Stated exercise >>
Output the records below exactly as they appear, starting with the line that contains "painting, that would be most helpful." and ending with the line that contains "[[[113,79],[113,60],[100,57],[100,78]]]", both lines included.

┌──

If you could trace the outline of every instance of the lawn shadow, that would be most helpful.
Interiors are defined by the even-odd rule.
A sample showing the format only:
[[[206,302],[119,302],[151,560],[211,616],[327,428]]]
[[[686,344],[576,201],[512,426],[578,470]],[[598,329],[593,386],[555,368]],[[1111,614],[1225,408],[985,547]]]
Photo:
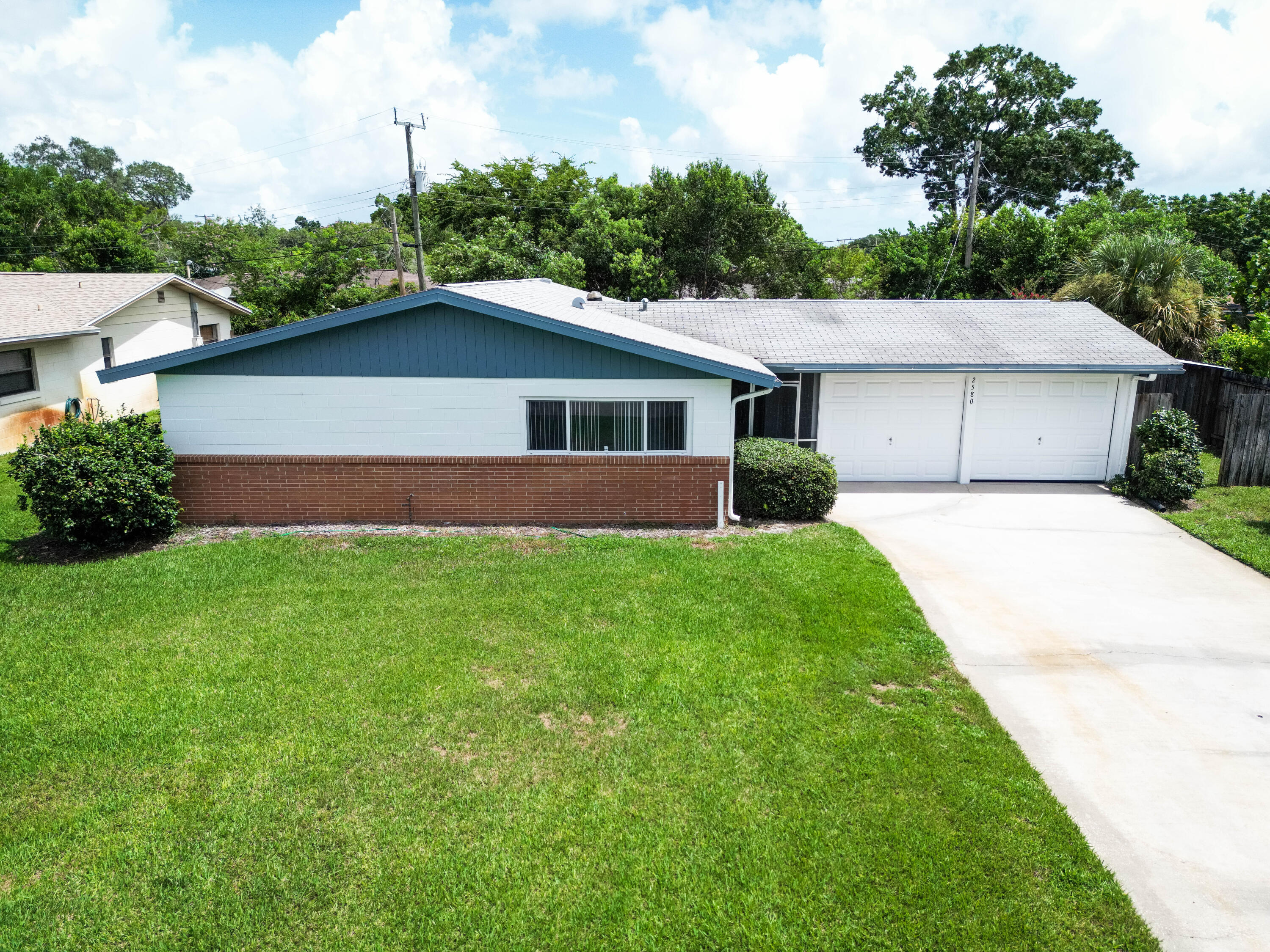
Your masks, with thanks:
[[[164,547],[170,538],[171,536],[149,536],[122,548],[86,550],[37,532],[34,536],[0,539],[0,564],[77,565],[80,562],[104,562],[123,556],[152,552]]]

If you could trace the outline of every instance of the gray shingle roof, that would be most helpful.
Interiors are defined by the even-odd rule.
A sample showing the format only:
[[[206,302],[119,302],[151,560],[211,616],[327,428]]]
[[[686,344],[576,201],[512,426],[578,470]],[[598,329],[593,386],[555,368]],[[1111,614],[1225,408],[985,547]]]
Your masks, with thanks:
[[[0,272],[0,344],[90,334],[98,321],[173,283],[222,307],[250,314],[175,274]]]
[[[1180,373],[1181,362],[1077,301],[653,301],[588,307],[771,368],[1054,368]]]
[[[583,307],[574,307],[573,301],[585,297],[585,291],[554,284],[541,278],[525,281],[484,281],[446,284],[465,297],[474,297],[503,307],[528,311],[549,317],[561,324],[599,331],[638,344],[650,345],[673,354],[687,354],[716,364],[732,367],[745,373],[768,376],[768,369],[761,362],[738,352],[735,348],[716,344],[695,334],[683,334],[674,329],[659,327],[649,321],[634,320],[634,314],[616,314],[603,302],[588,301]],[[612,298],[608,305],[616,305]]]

└──
┌──

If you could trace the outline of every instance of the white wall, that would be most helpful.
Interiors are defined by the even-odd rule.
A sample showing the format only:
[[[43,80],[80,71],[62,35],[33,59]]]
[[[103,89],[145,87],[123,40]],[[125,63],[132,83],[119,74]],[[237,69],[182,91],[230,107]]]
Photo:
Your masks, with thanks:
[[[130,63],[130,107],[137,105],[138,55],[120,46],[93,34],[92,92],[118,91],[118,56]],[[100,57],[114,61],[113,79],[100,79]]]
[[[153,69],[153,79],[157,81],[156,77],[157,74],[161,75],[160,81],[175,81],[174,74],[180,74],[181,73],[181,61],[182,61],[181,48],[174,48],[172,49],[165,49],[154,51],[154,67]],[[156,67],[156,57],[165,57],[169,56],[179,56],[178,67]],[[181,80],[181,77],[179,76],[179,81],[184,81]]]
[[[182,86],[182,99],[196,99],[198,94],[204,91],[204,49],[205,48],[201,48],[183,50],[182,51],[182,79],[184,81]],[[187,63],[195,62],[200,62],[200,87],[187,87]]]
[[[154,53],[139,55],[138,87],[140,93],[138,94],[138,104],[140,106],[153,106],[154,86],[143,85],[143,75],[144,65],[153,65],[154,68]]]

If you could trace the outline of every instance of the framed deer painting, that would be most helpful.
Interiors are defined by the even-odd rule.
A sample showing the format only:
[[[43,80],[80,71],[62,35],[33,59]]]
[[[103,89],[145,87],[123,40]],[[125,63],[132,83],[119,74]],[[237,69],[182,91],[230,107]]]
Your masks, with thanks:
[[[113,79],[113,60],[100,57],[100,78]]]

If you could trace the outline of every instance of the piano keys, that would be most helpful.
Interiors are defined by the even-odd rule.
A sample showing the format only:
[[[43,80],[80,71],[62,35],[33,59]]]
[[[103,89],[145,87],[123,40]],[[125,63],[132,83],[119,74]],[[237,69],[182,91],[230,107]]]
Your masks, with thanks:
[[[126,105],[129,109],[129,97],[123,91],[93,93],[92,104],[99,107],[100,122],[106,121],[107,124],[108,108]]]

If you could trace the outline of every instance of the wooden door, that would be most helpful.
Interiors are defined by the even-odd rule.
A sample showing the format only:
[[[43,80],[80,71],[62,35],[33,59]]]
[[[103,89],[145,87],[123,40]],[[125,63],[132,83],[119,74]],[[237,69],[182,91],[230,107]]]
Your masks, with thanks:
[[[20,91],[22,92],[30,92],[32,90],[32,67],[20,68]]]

└──

Task result >>
If you could trace the outline of every instance of the framed deer painting, that would be most helpful.
Interiors are defined by the even-odd rule.
A sample showing the format only:
[[[43,80],[80,71],[62,35],[33,59]]]
[[[103,89],[145,87],[123,40]],[[125,63],[132,83],[119,74]],[[237,69],[182,91],[230,107]]]
Your masks, with thanks:
[[[113,79],[113,60],[100,57],[100,78]]]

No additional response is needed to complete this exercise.